WRITTEN PROBLEM 1: Translate the sentence "My problem is, plotting takes a really long time." from the plotting-speed question into Spanish.
WRITTEN PROBLEM 2: Retype the part of the plotting-speed question starting at "Values and ranges" and ending at "speed it up?".

F[rx_, ry_, tau_, a_, sx_, sy_,  uf_] := 
   NIntegrate[E^(-qx^2 - a qy^2 - 2 qx (sx - I/2 rx) - 2 qy (a sy - I/2 ry) - I uf tau Sqrt[qx^2 + qy^2]), 
      {qx, -Infinity, +Infinity}, {qy, -Infinity, + Infinity}];


Psi[rx_, ry_, tau_, a_, sx_, sy_,  uf_] := 
   Sqrt[a]/(2 \[Pi]^3) E^(-2 (sx^2 + a sy^2)) Abs[F[rx, ry, tau, a, sx, sy, uf]]^2;


DensityPlot[Psi[rx, ry, 1, 2, 0, 3, 7], {rx, -10, 10}, {ry, -10, 10}]

Values and ranges for all variables are mock, but reasonably close in magnitude to the real values I am interested in.

My problem is, plotting takes a really long time. Is there any way I could possibly speed it up?

EXTRACTED ENTRIES:
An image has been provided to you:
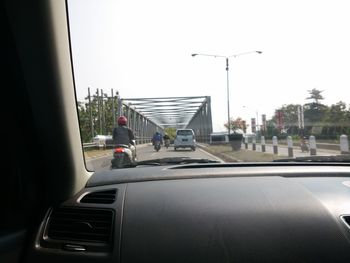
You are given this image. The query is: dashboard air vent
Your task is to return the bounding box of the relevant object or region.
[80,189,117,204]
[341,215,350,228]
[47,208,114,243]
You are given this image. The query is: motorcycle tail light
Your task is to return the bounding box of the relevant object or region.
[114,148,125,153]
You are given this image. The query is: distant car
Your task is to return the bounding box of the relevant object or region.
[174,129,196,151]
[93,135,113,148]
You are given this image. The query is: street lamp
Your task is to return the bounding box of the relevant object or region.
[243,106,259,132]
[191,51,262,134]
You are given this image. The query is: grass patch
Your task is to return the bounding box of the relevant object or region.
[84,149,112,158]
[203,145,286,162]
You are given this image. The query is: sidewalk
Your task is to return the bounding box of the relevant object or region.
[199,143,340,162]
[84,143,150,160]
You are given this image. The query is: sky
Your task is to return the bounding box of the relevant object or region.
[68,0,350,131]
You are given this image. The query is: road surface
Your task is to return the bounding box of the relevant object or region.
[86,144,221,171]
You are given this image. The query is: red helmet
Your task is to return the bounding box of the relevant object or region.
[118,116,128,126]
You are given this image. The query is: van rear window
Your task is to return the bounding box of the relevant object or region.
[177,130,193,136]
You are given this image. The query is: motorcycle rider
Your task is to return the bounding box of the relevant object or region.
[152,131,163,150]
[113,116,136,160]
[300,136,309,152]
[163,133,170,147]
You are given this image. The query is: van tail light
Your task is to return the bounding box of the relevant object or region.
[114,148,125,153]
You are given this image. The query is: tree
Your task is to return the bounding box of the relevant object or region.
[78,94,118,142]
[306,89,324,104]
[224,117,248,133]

--

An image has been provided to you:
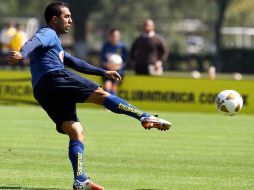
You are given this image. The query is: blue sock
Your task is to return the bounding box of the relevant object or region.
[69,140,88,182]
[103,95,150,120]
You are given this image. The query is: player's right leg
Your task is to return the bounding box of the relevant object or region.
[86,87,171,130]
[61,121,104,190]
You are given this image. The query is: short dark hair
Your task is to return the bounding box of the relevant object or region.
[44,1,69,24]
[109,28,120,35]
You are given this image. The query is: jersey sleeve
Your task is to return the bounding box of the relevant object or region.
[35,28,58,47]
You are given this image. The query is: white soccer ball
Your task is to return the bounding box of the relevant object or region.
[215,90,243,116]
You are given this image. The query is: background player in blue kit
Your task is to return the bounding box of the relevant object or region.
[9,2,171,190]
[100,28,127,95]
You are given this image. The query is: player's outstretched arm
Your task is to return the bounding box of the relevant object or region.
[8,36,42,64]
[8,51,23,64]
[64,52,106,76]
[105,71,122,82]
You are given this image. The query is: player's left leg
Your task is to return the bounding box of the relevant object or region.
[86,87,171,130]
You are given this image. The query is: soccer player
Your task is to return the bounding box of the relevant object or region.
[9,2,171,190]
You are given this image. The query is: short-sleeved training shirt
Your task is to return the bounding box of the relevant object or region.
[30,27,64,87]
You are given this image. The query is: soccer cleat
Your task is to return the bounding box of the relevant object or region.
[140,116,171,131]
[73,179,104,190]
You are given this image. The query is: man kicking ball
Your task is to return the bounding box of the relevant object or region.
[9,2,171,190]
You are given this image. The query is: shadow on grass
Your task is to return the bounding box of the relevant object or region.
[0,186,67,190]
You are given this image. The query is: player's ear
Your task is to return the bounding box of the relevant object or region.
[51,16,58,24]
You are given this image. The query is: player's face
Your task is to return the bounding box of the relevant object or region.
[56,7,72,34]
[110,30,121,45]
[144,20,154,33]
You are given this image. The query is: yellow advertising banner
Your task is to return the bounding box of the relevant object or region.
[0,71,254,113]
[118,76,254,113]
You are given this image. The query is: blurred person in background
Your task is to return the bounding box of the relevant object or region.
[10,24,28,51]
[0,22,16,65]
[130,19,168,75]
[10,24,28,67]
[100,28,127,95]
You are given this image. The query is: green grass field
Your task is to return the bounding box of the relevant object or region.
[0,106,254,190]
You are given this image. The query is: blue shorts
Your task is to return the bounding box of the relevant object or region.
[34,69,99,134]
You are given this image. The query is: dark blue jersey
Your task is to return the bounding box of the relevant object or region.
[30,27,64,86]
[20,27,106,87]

---

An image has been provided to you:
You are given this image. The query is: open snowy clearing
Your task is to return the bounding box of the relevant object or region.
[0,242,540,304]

TASK RESPONSE 1: Mi problema es que trazar el gráfico tarda muchísimo tiempo.

TASK RESPONSE 2:
Values and ranges for all variables are mock, but reasonably close in magnitude to the real values I am interested in.

My problem is, plotting takes a really long time. Is there any way I could possibly speed it up?